→ **Article**:
Link Posted: 12/30/2004 10:32:27 PM EDT
[#11]
All I can say is WOW.

I'm not expert on KB's, but here's a guess: Something in the chamber preventing complete chambering? Check out everything that is inside that barrel.

Link Posted: 12/31/2004 12:22:46 AM EDT
[#12]
I'm glad that you are OK.  I'm going to show this to my son who does not like to wear shooting glasses.
Link Posted: 12/31/2004 4:33:48 AM EDT
[#13]
Look a bit further than an OOB ignition.

You do not mention the ammunition used.  Could be a factor. Also headspace.

Could be an OOB due to a slamfire caused by a high primer, or something wedged in the firing pin hole, including a broken firing pin.

Could be ammo reloaded once to often causing case seperation.

Could also be due to excess headspace.

More than a few possibilities, and I'm only an Armchair Commando guessing.

Glad you weren't seriously hurt.



Lonny
Link Posted: 12/31/2004 4:34:14 AM EDT
[#14]
Andreuha, yep, could have something to do with the match chamber on the Barnett, but I doubt it.  In any event, it SHOULD not have fired until the bolt was in battery.  We all have instances from time to time when a cartridge won't chamber fully (reason for a forward assist on an AR, and the heal of your hand on an M1A), but that and something else occurred to allow the hammer to fall on the firing pin.  Raptor, I hope it helps him to understand and that he is smarter than me.  Your face and eyes are right next to a contained explosion every time you pull the trigger.  For the failure of perhaps a cheap bolt roller that lodged in my firecontrol parts I could have lost my eyesight.  Even a cheap (I get them free) pair of safety glasses could save your vision.

→ **Written problem 1**:
Find each line in the records that contains the word "roof", with case counting, and copy those lines out.
The forum thread and the records are separate material.

→ **Records for the task**:
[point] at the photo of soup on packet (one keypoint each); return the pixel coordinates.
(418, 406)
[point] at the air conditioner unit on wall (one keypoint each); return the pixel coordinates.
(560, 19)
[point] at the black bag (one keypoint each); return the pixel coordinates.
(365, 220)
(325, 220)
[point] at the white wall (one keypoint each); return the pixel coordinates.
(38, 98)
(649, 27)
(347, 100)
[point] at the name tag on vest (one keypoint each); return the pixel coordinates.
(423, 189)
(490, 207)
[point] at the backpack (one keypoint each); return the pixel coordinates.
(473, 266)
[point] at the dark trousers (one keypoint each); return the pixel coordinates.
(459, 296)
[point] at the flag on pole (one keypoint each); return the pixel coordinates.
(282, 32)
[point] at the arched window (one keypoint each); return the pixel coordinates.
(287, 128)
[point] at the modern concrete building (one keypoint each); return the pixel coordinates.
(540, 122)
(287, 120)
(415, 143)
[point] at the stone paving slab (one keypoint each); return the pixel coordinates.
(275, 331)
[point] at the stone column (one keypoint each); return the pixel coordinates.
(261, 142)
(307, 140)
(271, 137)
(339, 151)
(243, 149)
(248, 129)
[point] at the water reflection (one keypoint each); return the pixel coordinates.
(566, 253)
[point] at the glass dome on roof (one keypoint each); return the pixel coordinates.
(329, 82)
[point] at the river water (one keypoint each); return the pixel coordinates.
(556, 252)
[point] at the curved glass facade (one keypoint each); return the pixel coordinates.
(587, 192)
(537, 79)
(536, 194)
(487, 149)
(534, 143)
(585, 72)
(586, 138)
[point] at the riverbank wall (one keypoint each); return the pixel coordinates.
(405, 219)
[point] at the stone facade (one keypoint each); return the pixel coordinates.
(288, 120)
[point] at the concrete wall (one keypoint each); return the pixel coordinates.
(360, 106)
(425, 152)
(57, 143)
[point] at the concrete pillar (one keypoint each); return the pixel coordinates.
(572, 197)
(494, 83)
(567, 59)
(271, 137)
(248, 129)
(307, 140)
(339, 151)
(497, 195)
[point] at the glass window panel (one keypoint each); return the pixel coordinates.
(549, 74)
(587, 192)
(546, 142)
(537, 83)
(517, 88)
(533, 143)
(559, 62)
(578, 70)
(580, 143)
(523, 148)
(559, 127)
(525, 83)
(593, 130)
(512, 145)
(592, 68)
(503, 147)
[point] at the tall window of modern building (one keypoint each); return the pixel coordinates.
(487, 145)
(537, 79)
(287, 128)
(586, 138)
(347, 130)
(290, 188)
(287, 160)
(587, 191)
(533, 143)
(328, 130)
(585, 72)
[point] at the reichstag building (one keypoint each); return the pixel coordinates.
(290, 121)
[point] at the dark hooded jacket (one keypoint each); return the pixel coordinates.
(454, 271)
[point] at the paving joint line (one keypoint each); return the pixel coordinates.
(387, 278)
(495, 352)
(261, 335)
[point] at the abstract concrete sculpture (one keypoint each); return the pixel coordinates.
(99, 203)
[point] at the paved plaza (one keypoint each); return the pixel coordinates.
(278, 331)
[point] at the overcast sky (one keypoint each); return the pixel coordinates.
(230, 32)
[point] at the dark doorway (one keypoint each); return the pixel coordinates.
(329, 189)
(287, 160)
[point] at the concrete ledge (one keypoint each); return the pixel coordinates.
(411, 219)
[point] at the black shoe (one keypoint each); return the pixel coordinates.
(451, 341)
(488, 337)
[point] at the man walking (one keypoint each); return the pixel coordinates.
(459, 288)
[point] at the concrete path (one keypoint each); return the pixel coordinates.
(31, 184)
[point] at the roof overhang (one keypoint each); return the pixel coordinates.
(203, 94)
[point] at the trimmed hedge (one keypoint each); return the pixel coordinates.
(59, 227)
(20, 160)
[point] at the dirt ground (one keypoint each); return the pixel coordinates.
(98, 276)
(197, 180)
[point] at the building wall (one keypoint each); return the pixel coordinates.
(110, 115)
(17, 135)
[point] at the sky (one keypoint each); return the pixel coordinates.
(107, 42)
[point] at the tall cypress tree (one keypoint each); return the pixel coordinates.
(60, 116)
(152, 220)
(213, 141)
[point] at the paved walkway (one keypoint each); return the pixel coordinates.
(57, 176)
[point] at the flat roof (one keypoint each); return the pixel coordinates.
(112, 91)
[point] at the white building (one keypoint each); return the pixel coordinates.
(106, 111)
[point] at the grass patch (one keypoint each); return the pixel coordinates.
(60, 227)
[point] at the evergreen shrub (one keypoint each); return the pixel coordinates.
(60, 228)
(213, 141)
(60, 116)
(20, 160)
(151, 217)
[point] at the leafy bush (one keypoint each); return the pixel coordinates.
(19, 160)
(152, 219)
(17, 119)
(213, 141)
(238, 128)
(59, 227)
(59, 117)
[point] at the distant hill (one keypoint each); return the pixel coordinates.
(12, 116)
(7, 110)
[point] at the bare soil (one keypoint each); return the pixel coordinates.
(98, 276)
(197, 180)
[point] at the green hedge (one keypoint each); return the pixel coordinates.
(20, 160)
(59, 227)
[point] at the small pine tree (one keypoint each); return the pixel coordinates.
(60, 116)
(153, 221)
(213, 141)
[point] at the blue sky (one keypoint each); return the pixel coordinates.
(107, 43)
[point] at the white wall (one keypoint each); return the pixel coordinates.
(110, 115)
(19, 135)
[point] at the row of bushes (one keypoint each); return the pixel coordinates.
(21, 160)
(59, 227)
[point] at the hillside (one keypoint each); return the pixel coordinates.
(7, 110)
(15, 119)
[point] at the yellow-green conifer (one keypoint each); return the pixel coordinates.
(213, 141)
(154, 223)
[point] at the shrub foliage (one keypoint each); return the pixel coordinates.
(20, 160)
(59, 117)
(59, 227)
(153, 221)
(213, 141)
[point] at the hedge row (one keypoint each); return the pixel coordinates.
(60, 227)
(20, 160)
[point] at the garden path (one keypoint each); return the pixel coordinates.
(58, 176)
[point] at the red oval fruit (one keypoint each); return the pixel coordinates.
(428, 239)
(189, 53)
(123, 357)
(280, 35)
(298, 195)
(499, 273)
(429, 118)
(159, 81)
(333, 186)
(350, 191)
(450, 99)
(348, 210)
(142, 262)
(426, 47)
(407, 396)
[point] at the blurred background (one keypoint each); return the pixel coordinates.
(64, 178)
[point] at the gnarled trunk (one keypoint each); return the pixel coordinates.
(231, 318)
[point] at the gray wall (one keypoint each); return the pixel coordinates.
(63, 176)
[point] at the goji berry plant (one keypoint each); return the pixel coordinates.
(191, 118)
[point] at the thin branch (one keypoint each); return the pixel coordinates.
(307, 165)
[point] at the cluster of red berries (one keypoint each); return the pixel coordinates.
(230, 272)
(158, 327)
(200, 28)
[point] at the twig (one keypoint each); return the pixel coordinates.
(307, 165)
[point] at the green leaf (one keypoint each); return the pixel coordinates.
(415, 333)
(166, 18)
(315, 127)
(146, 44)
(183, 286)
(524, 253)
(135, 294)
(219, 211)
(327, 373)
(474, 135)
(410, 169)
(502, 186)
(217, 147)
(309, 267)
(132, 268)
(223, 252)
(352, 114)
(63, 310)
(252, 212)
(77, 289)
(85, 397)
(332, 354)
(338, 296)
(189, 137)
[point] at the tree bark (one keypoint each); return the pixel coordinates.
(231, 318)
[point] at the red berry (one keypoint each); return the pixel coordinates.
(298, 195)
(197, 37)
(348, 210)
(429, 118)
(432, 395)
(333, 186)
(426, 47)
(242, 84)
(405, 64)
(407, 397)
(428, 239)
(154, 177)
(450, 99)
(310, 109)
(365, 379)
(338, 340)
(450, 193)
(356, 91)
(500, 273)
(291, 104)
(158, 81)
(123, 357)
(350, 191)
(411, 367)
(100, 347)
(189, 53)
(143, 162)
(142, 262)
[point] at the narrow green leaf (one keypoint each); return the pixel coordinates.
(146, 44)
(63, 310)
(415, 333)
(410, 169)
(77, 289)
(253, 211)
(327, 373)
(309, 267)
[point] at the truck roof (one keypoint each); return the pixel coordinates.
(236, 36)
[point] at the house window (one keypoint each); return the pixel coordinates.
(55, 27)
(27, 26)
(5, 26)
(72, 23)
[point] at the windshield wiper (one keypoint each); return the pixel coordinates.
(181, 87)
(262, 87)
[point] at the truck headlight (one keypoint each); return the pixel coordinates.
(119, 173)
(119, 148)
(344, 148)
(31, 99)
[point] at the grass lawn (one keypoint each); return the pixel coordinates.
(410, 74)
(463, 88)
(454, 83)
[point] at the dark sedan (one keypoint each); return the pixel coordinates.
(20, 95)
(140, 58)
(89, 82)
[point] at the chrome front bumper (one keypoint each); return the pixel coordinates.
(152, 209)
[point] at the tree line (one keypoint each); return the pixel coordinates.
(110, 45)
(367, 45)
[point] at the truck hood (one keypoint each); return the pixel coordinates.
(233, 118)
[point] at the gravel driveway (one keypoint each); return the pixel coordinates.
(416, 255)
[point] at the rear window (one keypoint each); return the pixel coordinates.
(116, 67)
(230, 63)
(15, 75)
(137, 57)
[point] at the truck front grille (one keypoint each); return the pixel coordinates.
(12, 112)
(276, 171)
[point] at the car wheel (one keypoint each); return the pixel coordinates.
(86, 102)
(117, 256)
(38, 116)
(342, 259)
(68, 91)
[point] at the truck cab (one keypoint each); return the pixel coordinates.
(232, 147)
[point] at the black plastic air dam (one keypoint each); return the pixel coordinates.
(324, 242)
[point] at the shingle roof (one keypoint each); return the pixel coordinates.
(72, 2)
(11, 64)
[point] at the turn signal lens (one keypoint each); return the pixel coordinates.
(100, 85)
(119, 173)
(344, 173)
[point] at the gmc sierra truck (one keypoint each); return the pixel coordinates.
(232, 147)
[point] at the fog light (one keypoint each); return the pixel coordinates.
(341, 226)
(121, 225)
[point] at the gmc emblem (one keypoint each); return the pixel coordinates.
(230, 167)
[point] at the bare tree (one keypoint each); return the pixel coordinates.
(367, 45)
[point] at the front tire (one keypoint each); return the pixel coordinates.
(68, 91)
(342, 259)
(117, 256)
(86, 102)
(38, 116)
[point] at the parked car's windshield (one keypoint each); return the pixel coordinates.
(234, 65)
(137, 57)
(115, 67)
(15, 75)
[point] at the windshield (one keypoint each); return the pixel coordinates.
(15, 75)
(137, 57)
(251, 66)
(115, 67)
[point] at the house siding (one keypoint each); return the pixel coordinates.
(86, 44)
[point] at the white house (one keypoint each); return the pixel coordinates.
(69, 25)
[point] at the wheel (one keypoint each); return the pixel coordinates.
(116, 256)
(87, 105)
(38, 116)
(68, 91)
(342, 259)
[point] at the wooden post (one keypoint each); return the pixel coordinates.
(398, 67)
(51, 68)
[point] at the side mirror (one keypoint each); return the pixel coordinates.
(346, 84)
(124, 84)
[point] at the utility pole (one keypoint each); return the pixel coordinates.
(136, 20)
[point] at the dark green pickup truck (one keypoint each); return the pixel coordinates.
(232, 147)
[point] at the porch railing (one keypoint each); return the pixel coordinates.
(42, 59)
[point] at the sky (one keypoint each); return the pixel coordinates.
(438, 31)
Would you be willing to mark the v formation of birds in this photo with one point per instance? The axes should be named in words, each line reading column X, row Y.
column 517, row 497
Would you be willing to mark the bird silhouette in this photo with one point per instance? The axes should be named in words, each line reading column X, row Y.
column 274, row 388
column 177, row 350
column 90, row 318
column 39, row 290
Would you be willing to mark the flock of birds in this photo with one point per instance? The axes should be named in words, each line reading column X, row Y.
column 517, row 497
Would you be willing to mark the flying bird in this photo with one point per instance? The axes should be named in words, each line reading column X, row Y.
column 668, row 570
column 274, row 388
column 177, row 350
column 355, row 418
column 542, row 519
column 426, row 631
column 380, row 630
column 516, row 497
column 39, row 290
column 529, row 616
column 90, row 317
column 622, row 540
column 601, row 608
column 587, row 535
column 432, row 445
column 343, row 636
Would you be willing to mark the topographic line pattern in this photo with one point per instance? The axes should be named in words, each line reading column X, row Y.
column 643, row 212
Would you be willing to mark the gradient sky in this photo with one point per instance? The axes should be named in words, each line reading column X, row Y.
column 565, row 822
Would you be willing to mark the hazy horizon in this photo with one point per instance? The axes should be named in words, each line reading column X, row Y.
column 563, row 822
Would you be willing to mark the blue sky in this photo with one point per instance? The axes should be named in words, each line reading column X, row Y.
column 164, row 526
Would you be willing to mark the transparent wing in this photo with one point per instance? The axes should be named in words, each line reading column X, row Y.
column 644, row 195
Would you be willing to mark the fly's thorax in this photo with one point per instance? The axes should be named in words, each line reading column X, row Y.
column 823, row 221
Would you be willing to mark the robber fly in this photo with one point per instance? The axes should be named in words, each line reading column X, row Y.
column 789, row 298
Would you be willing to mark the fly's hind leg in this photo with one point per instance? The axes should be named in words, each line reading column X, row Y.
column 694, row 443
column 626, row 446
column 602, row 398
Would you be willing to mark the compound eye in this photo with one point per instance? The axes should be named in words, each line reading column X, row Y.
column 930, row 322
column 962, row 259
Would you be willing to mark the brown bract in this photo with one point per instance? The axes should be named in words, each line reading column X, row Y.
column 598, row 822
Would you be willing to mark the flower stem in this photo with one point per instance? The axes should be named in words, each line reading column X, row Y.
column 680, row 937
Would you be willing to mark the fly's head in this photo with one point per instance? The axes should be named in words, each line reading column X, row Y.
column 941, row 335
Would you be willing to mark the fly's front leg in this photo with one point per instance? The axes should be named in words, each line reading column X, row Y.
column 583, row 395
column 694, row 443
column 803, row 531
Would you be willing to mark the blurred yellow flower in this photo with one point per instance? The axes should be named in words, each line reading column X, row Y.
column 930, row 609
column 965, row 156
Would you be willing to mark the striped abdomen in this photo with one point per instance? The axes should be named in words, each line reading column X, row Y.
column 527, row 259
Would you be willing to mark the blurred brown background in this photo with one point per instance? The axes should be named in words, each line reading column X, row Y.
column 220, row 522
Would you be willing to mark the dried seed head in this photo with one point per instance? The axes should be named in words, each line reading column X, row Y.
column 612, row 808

→ **Written problem 2**:
Please write out the whole forum thread again, word for word and unchanged.

→ **Exercise result 1**:
[point] at the glass dome on roof (one keypoint each); return the pixel coordinates.
[point] at the roof overhang (one keypoint each); return the pixel coordinates.
[point] at the flat roof (one keypoint each); return the pixel coordinates.
[point] at the truck roof (one keypoint each); return the pixel coordinates.
[point] at the shingle roof (one keypoint each); return the pixel coordinates.

→ **Exercise result 2**:
Link Posted: 12/30/2004 10:32:27 PM EDT
[#11]
All I can say is WOW.

I'm not expert on KB's, but here's a guess: Something in the chamber preventing complete chambering? Check out everything that is inside that barrel.

Link Posted: 12/31/2004 12:22:46 AM EDT
[#12]
I'm glad that you are OK.  I'm going to show this to my son who does not like to wear shooting glasses.
Link Posted: 12/31/2004 4:33:48 AM EDT
[#13]
Look a bit further than an OOB ignition.

You do not mention the ammunition used.  Could be a factor. Also headspace.

Could be an OOB due to a slamfire caused by a high primer, or something wedged in the firing pin hole, including a broken firing pin.

Could be ammo reloaded once to often causing case seperation.

Could also be due to excess headspace.

More than a few possibilities, and I'm only an Armchair Commando guessing.

Glad you weren't seriously hurt.



Lonny
Link Posted: 12/31/2004 4:34:14 AM EDT
[#14]
Andreuha, yep, could have something to do with the match chamber on the Barnett, but I doubt it.  In any event, it SHOULD not have fired until the bolt was in battery.  We all have instances from time to time when a cartridge won't chamber fully (reason for a forward assist on an AR, and the heal of your hand on an M1A), but that and something else occurred to allow the hammer to fall on the firing pin.  Raptor, I hope it helps him to understand and that he is smarter than me.  Your face and eyes are right next to a contained explosion every time you pull the trigger.  For the failure of perhaps a cheap bolt roller that lodged in my firecontrol parts I could have lost my eyesight.  Even a cheap (I get them free) pair of safety glasses could save your vision.